» Extrait de texte:
────────
Profession : styliste culinaire

Profession : styliste culinaire

25 juillet 2024
Séries et TV
Emily in Paris
« Emily in Paris », série sur laquelle a travaillé Caroline Le Touzé Courtesy of Netflix

Métier en plein essor, le styliste culinaire est un spécialiste qui non seulement prend en compte les contraintes techniques liées à l’alimentaire sur un plateau de tournage mais qui apporte également ses compétences artistiques. Caroline Le Touzé a travaillé sur de nombreuses productions internationales dont la saison 4 de la série Emily in Paris. Elle révèle les coulisses de son métier. 


En quoi consiste votre métier ?

Caroline Le Touzé : J’interviens lorsqu’un film ou une série contient une séquence de nourriture spécifique. Je propose une scénographie précise, travaille la couleur des plats mais aussi leur texture en fonction de ce qui est décrit dans le scénario. Un gros plan sur des plats précis oblige, en effet, à offrir une vision cohérente et la plus photogénique possible. Je dois évidemment tenir compte des goûts et des allergies éventuelles des interprètes qui seront ensuite amenés à manger ces aliments au moment de la prise.
────────
» Jeu de données:
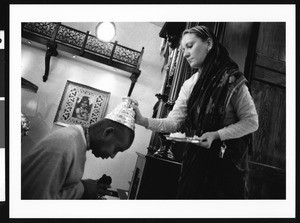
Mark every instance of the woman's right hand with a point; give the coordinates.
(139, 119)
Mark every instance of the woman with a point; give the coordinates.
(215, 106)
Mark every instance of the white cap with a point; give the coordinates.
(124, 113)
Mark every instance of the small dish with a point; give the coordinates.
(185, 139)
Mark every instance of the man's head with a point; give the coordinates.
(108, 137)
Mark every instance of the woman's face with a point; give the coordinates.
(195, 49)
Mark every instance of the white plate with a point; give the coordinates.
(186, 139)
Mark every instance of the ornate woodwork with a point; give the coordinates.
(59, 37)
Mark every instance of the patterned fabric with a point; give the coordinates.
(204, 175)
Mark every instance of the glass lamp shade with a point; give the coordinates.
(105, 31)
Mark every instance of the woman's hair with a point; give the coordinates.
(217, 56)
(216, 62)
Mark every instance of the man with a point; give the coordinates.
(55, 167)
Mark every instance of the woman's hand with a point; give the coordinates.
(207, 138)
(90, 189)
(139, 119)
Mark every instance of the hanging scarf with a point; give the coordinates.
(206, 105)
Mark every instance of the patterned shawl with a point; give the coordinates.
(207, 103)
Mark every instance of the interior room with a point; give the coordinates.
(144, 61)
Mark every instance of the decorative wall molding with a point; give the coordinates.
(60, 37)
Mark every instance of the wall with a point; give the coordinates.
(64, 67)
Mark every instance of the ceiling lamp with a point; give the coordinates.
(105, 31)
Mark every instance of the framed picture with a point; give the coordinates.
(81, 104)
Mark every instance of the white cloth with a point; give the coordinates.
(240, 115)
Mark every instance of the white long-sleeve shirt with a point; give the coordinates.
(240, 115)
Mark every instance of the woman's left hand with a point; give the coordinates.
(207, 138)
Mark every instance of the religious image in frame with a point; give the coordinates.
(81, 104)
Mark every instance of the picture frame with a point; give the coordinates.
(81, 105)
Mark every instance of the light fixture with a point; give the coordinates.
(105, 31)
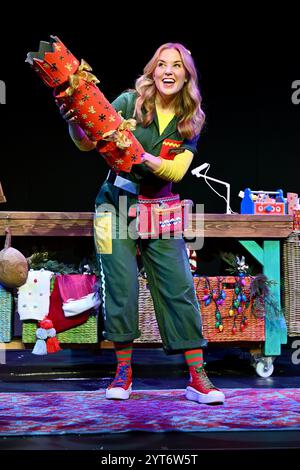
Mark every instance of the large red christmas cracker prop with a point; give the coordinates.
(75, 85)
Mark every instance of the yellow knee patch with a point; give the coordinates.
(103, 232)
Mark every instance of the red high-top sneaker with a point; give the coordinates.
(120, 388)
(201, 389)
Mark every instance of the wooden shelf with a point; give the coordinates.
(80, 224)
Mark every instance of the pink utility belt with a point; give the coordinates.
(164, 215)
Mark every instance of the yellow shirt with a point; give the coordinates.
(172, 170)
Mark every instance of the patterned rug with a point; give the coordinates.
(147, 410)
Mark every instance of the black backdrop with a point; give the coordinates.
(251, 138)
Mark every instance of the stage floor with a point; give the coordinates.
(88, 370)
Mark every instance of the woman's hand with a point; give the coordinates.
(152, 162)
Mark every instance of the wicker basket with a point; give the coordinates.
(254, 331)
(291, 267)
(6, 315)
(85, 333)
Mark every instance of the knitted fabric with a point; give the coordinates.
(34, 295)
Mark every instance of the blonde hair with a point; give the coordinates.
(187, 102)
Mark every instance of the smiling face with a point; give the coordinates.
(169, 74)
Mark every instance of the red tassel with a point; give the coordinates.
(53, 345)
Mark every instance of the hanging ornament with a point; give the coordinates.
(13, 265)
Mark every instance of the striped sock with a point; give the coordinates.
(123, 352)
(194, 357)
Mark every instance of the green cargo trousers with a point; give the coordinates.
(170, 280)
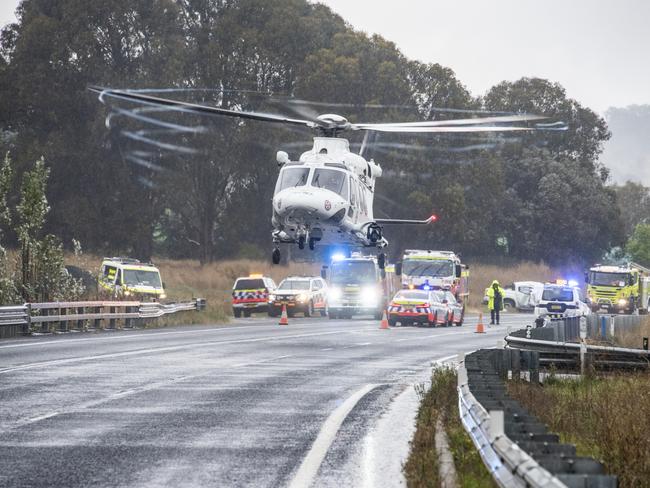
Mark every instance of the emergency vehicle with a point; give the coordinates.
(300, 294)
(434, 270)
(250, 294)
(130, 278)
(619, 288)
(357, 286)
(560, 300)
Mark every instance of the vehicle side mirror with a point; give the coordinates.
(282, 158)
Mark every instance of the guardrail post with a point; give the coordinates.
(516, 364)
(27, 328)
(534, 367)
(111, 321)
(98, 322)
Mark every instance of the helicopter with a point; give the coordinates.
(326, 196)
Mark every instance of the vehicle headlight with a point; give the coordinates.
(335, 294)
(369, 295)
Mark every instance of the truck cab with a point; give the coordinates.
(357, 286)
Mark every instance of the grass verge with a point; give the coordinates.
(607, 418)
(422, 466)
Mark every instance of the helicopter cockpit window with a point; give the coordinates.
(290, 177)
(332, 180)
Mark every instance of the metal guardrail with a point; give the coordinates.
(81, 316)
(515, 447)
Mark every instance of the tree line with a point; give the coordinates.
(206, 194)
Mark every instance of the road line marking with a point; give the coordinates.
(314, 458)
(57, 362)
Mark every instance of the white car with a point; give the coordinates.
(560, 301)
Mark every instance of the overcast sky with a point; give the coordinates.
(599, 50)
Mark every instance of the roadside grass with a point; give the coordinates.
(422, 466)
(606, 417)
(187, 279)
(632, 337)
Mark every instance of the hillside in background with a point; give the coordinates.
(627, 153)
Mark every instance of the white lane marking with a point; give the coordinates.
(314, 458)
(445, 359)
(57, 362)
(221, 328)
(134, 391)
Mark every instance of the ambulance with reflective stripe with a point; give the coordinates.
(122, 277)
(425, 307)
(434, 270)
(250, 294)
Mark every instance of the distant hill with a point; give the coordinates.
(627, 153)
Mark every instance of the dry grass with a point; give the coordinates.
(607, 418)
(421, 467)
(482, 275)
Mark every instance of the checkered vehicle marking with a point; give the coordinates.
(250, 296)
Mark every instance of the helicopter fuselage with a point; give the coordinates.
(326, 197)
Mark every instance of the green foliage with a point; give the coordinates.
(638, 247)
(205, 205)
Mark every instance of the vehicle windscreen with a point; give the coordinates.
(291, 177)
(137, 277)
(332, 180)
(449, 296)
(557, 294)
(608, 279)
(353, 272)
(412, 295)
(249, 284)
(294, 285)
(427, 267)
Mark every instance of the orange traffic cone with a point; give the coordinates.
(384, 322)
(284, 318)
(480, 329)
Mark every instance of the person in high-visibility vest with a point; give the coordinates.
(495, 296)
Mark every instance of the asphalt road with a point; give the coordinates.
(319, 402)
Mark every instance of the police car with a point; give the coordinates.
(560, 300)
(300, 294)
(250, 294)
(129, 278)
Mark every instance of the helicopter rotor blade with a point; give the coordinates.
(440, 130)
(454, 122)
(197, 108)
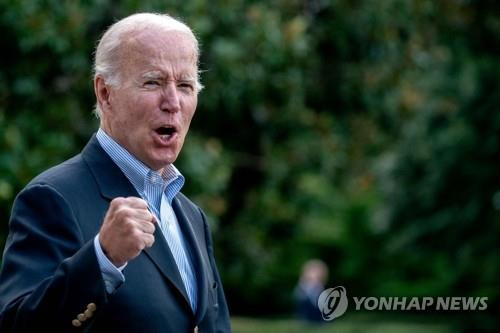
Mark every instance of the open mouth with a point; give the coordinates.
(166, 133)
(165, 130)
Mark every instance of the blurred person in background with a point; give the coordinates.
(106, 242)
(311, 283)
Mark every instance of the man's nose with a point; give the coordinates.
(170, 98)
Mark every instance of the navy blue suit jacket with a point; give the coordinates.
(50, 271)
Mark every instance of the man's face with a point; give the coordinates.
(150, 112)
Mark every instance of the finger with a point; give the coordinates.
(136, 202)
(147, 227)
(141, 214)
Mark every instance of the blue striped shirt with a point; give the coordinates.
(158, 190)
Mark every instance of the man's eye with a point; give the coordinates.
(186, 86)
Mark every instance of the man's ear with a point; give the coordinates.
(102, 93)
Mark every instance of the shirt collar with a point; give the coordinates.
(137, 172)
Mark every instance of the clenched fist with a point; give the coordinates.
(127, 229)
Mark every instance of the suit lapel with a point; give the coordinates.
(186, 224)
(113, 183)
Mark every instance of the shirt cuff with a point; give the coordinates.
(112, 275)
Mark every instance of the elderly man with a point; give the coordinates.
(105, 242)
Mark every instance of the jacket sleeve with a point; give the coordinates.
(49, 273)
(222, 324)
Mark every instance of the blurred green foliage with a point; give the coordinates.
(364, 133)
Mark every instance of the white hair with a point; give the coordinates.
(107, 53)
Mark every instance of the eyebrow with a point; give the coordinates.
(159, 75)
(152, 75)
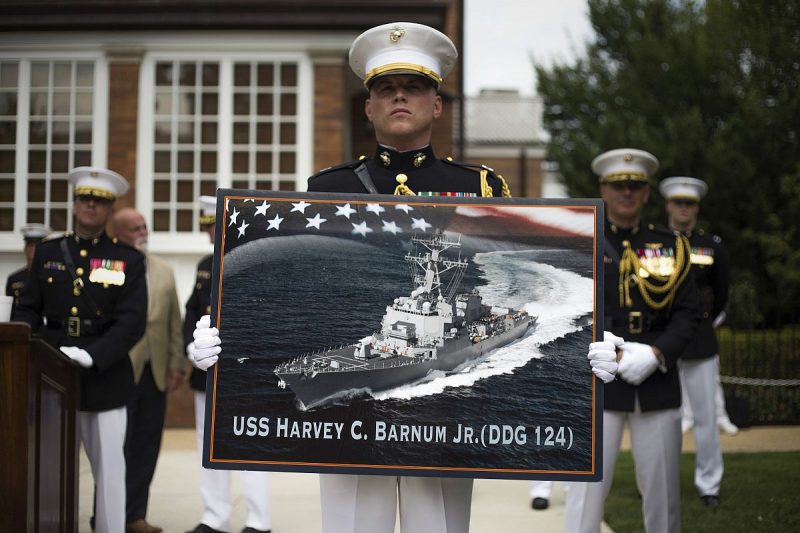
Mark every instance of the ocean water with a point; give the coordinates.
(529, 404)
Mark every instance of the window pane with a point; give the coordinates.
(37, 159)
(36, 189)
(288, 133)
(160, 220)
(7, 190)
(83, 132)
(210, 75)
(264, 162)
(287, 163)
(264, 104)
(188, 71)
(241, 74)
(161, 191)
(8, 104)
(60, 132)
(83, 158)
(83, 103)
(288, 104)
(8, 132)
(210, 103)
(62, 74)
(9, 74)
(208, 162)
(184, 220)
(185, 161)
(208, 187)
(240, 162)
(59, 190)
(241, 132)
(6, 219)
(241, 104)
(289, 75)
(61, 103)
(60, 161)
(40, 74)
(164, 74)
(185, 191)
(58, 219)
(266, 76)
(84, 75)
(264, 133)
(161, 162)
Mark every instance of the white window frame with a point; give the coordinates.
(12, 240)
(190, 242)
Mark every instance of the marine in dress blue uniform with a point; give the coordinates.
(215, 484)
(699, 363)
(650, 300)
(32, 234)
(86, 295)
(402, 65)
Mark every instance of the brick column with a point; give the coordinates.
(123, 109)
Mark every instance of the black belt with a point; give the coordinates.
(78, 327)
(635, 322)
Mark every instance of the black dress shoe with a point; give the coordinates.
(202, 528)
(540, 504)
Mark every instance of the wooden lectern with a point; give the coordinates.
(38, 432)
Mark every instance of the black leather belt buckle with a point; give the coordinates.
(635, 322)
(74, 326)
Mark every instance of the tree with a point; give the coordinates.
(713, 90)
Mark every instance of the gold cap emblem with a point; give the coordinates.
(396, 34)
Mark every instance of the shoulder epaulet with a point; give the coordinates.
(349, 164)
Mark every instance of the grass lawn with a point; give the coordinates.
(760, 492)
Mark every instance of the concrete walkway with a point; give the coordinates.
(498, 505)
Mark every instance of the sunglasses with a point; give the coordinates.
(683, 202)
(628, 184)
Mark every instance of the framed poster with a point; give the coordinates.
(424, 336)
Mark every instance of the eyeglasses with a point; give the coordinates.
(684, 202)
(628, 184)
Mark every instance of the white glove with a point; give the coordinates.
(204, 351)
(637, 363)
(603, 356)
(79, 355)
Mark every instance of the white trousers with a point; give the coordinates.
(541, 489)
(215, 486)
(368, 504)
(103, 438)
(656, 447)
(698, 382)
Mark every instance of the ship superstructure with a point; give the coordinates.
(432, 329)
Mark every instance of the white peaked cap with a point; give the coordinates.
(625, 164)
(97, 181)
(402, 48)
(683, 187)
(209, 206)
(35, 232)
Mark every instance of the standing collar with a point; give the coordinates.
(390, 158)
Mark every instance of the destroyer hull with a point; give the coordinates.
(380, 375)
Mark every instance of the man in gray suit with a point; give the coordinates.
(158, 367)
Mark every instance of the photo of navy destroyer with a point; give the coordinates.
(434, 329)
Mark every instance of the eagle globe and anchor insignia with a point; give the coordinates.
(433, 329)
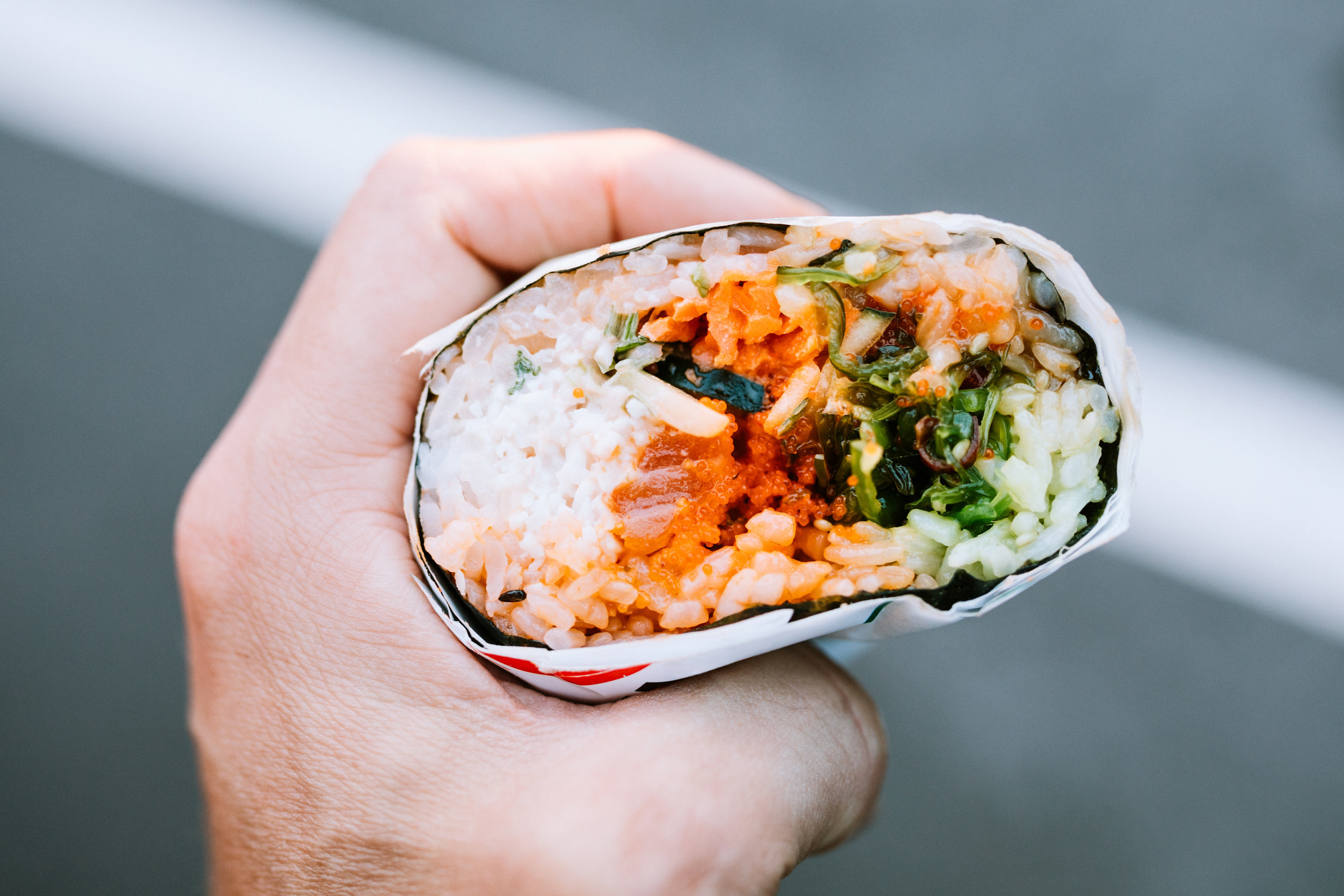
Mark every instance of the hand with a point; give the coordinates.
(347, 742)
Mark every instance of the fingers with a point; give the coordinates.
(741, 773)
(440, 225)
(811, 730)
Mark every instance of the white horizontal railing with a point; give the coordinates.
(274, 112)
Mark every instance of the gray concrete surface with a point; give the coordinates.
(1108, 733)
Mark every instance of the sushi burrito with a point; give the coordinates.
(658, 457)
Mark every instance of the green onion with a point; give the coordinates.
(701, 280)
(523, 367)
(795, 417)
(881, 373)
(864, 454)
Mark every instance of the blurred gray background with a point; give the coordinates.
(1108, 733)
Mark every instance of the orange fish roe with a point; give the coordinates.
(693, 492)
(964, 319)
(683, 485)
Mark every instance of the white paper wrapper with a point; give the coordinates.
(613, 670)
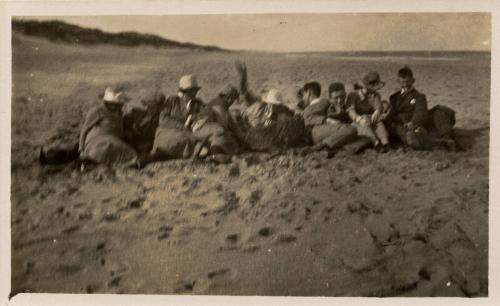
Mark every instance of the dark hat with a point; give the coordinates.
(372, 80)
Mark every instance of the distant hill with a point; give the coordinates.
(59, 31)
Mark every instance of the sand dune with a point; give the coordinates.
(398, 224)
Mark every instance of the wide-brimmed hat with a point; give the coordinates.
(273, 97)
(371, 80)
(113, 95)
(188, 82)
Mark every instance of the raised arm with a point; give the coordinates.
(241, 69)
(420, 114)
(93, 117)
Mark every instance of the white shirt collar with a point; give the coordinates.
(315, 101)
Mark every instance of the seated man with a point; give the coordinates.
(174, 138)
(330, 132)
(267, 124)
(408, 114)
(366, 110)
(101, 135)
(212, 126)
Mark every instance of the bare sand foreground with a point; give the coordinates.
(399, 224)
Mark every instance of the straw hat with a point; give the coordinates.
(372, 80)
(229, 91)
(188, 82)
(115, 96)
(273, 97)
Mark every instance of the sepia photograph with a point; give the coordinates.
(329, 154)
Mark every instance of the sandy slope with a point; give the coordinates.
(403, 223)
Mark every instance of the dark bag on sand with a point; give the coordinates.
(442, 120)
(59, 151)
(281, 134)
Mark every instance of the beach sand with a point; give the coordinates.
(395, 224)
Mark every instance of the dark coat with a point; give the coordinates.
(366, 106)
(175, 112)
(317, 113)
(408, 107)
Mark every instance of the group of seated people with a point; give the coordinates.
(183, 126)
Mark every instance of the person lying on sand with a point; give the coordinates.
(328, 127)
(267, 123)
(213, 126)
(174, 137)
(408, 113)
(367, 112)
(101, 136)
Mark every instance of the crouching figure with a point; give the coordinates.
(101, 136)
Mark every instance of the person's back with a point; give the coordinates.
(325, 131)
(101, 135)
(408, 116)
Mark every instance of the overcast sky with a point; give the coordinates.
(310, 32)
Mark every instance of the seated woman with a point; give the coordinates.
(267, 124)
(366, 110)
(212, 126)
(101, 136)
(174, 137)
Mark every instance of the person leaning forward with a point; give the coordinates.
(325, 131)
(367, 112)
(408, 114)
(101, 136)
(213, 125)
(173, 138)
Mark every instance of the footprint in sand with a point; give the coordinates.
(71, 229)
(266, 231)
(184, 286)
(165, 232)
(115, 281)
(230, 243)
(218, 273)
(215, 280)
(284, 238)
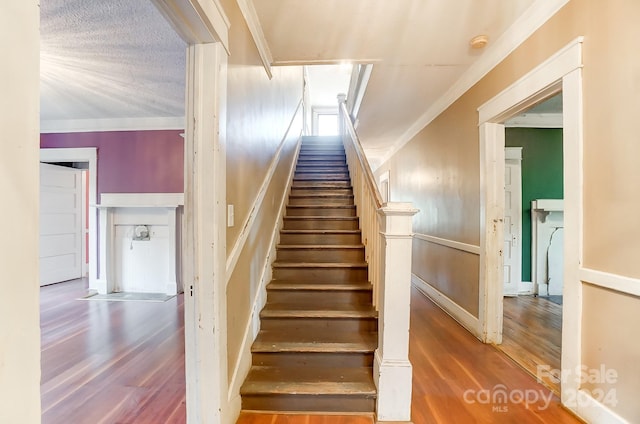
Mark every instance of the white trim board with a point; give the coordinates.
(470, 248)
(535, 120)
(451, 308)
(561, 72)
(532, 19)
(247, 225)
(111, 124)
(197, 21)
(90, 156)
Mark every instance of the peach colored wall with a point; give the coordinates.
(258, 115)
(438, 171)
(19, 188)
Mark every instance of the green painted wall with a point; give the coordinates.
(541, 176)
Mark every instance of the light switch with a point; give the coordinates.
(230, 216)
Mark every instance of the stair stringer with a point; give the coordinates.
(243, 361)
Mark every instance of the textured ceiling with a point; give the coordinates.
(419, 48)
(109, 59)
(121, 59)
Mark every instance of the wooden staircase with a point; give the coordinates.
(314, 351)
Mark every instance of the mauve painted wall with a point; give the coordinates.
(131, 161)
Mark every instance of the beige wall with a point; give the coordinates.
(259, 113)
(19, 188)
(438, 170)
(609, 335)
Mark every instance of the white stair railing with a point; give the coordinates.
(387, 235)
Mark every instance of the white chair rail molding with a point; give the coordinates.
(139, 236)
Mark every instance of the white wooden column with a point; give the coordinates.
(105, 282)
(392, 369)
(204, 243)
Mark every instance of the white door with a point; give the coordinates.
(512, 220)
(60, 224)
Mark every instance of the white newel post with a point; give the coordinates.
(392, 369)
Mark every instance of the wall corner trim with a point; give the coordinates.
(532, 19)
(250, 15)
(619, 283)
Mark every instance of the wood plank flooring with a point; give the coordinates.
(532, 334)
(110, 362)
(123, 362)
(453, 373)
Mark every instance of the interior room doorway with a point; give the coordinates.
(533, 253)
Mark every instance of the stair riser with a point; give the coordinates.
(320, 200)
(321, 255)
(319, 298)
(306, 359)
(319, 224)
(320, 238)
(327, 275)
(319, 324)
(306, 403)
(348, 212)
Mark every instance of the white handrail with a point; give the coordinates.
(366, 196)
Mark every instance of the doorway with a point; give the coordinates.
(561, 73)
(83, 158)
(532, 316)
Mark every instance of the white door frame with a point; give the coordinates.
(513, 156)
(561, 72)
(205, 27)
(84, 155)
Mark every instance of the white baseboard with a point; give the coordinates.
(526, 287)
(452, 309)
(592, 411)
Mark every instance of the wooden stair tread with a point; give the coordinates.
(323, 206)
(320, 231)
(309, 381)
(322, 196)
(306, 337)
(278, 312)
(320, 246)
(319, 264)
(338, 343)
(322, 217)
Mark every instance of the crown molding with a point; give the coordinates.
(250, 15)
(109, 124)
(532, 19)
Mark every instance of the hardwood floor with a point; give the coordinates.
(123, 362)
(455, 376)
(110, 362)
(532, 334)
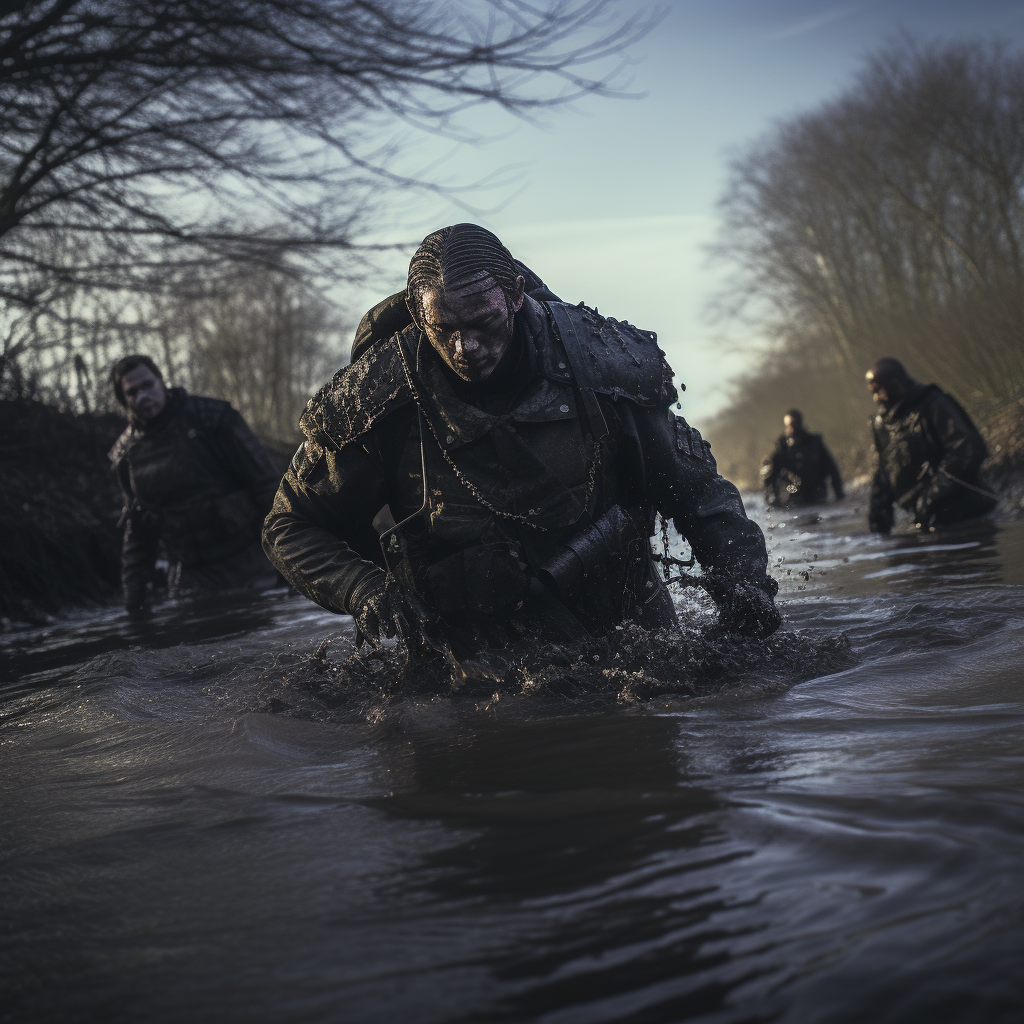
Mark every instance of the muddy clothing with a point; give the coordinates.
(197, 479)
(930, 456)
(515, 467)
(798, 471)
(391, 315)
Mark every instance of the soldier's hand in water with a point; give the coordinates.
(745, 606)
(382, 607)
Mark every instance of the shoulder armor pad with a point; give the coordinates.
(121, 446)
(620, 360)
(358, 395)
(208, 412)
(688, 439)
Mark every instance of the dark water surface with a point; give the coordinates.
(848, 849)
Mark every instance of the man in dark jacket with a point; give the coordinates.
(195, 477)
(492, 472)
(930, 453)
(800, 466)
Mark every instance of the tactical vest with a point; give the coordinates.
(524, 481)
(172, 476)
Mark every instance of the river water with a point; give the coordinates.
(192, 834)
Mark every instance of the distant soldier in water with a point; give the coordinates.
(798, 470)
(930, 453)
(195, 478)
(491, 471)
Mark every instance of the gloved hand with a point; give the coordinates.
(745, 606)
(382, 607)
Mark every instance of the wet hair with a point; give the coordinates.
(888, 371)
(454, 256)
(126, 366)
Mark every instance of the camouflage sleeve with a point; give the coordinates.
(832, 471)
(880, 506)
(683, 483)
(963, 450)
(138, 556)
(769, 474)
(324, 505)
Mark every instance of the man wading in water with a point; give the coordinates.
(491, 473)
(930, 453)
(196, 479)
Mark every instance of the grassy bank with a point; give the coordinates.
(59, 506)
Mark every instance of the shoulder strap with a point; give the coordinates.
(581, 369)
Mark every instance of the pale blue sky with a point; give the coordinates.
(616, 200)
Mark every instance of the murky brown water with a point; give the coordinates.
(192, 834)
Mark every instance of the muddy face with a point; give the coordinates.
────────
» Consigne de travail A: Relevez, dans la réponse de Caroline Le Touzé de l'extrait sur le styliste culinaire, chaque verbe conjugué à la première personne du singulier.
» Consigne de travail B: Poursuivez l'entretien sur le métier de styliste culinaire à partir de la dernière phrase de l'extrait.
Les entrées du jeu de données n'interviennent pas ici.

» Résultat obtenu A: interviens, propose, travaille, dois

» Résultat obtenu B:
Qu’est-ce qui vous différencie d’un cuisinier, voire d’un pâtissier, classique ?

Notre spécificité tient à l’aspect technique lié aux contraintes d’un tournage. Un pâtissier classique préparera un dessert certes irréprochable mais qui risque de ne pas résister à l’épreuve d’un tournage. C’est souvent très long, les éclairages réchauffent considérablement l’atmosphère. Prenons l’exemple d’une glace, je vais proposer quelque chose avec une texture adaptée, plus résistante, tout en restant comestible. À l’image, il faut évidemment que l’illusion du dessert en question soit parfaite. C’est un métier très technique. Nous sommes également en charge de la mise en place des plats dans le décor. Notre relation avec le chef décorateur et l’accessoiriste peut donc être très étroite.

Comment êtes-vous venue à ce métier ?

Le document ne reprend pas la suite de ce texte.